[Items listed in a dataset]
....................

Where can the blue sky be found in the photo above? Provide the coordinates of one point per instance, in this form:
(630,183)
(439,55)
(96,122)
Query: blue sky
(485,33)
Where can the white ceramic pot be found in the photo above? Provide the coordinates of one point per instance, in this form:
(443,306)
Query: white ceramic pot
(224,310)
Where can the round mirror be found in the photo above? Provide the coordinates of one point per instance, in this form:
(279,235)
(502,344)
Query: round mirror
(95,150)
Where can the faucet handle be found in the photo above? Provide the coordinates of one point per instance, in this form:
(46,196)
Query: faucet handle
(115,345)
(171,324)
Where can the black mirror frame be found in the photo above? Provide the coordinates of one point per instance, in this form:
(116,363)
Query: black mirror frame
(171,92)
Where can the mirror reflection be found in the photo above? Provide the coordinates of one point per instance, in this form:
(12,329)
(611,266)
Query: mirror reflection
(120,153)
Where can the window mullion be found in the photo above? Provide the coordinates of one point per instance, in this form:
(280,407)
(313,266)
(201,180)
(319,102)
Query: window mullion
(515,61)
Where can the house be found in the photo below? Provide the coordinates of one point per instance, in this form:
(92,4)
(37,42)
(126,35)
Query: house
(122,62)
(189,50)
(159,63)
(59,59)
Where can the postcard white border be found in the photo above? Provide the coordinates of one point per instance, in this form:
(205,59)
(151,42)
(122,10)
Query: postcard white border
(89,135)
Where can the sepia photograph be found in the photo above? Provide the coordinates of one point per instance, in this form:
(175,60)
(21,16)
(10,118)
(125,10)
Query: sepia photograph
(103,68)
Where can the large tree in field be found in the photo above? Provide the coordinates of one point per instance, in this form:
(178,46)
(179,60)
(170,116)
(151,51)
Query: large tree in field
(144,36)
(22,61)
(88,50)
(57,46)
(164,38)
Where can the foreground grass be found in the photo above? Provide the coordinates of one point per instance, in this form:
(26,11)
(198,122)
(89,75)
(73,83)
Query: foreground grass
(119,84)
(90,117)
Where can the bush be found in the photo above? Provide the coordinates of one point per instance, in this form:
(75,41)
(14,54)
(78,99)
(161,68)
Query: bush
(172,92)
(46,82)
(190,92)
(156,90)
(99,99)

....................

== STATED EXERCISE ==
Copy out word for word the lines of the listing from the line containing "Where can the bush" through the end of the listing, including both of those lines.

== EXERCISE RESPONSE ==
Where can the bush be found in the photo above? Provide the coordinates of one point per instance, in this form:
(75,41)
(14,54)
(78,99)
(161,68)
Query: bush
(172,92)
(46,82)
(190,92)
(156,90)
(99,99)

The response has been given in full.